**Work order**
Gather every line in the records below that contains the word "beak".

**Information given**
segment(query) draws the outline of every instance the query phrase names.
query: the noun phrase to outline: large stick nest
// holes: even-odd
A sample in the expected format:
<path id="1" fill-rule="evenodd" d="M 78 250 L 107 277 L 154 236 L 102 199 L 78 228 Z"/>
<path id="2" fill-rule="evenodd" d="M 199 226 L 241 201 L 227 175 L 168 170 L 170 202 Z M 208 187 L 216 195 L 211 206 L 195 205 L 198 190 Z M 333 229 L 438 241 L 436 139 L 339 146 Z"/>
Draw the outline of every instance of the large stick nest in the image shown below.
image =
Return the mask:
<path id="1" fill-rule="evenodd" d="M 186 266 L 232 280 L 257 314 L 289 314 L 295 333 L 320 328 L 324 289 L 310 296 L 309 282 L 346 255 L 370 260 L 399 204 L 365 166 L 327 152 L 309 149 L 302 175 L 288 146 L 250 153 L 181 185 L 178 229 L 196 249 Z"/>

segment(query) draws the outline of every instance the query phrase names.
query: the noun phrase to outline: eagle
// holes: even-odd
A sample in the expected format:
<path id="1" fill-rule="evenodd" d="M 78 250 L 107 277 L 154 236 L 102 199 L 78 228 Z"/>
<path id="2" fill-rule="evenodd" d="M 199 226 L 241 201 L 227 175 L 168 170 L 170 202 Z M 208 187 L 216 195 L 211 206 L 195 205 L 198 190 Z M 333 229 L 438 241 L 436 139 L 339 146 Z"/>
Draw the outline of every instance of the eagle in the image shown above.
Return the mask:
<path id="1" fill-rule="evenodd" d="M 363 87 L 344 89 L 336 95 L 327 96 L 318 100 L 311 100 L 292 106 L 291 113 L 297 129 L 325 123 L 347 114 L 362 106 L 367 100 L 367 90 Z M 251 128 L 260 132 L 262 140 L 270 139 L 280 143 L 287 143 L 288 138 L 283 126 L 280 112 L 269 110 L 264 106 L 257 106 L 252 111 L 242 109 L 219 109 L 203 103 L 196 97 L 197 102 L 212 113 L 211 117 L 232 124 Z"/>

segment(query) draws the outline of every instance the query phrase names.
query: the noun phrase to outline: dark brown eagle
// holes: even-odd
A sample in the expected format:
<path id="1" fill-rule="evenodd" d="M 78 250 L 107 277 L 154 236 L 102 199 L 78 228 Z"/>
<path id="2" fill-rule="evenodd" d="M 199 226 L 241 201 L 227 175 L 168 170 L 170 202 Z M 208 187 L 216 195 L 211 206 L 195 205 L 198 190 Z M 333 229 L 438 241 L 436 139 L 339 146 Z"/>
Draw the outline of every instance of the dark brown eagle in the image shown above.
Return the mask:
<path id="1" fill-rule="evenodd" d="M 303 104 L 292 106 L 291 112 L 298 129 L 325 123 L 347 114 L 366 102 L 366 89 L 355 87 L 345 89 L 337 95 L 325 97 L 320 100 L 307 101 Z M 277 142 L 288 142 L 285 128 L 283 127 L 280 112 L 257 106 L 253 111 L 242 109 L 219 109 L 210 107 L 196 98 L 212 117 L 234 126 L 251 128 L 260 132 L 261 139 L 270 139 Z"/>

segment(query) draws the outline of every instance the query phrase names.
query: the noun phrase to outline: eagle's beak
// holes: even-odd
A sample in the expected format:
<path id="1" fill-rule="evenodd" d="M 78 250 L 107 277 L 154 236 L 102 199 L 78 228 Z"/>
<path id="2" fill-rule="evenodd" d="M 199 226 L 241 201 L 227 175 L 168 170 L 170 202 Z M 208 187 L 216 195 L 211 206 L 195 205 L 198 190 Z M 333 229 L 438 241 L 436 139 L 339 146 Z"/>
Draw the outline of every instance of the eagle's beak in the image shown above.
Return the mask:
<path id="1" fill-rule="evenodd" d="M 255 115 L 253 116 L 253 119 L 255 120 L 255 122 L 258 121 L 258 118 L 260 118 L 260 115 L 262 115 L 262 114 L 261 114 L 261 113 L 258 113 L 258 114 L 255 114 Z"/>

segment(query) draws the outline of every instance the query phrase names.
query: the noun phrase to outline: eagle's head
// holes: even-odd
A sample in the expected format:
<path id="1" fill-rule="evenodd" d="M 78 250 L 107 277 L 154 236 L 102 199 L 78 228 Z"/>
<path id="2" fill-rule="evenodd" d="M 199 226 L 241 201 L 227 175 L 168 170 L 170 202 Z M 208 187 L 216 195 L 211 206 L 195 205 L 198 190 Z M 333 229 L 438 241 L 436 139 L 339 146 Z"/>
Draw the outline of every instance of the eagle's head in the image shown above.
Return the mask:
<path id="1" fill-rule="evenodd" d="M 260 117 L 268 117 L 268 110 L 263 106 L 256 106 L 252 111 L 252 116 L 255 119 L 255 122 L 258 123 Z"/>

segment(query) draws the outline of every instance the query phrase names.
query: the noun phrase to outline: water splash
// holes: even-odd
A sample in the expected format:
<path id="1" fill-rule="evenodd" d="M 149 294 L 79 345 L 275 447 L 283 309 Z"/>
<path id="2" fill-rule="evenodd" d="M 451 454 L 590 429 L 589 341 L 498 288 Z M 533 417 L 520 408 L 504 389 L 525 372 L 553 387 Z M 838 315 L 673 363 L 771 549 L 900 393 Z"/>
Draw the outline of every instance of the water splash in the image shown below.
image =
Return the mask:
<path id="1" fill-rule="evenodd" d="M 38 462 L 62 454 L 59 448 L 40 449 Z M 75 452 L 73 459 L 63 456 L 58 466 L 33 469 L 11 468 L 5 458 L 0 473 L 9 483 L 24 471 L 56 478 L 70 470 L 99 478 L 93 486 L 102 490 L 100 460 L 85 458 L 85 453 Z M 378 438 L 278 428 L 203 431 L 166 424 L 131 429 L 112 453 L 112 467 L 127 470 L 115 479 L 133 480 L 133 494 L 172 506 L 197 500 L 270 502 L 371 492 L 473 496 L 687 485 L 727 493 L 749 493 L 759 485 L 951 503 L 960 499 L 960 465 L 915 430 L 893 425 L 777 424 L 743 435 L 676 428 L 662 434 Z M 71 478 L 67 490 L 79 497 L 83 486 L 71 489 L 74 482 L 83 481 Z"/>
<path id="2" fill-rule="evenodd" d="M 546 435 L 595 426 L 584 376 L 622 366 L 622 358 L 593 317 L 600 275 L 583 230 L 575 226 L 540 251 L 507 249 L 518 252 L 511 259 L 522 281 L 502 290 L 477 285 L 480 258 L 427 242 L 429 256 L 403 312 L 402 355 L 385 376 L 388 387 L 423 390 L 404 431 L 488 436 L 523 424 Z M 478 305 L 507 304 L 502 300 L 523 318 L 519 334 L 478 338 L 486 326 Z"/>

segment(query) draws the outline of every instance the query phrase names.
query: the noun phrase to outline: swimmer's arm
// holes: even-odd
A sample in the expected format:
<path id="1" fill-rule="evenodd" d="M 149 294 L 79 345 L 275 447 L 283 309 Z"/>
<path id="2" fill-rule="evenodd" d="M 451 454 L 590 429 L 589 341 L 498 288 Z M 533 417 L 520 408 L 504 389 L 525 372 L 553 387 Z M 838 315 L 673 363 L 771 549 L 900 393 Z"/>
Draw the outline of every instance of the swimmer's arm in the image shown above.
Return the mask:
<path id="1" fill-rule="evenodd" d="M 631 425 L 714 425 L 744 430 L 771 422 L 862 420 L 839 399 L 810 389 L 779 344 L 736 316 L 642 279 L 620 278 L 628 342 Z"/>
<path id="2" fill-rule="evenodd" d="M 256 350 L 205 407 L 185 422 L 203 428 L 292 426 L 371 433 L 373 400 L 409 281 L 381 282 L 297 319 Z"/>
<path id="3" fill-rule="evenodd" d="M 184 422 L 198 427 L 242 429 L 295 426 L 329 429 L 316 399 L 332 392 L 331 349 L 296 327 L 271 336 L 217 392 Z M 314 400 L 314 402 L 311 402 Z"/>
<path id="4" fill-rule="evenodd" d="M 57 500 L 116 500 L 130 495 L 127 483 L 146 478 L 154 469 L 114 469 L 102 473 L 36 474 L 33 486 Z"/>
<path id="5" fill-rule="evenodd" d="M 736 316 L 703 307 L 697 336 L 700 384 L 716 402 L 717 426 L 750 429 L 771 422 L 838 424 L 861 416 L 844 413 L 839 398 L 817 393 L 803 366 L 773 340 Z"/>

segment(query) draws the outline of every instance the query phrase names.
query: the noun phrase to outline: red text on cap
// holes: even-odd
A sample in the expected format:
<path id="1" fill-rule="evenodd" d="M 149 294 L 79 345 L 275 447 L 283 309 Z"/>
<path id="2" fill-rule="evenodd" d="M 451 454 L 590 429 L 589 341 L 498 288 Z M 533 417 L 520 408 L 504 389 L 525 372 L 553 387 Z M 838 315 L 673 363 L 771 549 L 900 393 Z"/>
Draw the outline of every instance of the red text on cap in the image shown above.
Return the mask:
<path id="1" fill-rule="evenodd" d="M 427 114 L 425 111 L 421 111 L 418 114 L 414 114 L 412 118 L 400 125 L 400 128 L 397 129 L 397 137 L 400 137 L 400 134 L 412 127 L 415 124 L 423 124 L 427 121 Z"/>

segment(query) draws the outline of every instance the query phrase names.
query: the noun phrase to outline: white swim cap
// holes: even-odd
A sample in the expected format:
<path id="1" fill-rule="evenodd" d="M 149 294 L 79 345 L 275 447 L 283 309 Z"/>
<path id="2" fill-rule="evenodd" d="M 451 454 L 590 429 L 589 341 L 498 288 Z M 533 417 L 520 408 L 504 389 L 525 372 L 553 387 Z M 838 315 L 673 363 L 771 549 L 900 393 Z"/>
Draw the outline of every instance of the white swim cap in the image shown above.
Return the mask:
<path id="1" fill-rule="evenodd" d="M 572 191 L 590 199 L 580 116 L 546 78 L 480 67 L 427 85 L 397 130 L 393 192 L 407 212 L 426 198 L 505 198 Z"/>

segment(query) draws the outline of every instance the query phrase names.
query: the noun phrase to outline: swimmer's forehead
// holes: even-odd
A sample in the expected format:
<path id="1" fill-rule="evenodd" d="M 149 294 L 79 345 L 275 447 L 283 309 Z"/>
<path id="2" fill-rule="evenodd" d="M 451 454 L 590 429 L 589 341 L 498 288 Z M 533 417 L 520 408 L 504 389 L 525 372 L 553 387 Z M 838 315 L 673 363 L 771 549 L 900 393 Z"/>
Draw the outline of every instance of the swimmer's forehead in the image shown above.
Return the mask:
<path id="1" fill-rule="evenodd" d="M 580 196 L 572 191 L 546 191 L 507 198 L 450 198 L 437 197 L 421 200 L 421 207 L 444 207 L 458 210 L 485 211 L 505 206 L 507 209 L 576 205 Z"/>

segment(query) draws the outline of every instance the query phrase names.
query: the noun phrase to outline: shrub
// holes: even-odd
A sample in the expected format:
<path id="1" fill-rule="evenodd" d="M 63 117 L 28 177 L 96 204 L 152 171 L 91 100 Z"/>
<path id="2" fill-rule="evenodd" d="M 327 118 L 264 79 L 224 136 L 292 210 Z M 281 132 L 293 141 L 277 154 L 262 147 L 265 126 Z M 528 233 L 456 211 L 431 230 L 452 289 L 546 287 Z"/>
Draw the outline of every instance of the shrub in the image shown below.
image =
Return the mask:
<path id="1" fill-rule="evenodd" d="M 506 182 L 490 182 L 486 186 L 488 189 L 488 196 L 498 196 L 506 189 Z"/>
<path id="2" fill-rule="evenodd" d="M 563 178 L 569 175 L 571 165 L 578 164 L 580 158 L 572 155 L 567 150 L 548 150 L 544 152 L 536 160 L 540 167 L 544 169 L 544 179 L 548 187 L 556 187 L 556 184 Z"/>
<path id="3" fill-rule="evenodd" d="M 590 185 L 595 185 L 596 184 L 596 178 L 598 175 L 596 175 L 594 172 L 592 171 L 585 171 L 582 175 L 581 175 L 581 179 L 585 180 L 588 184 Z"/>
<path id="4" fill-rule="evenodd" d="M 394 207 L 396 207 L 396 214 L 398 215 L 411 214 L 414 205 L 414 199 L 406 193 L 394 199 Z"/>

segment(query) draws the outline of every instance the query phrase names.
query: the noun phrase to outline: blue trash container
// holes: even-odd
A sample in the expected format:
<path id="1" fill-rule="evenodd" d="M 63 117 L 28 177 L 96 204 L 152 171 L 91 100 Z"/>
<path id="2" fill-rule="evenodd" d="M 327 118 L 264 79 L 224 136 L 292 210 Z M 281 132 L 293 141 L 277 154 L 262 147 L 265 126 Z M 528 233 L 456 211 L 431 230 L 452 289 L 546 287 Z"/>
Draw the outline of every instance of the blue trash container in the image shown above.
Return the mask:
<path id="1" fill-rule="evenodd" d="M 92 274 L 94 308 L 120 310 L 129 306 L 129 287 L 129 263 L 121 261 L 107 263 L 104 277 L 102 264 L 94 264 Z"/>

**Solved problem**
query: the noun phrase to outline: eagle's beak
Draw the outline of every instance of the eagle's beak in the image shown above.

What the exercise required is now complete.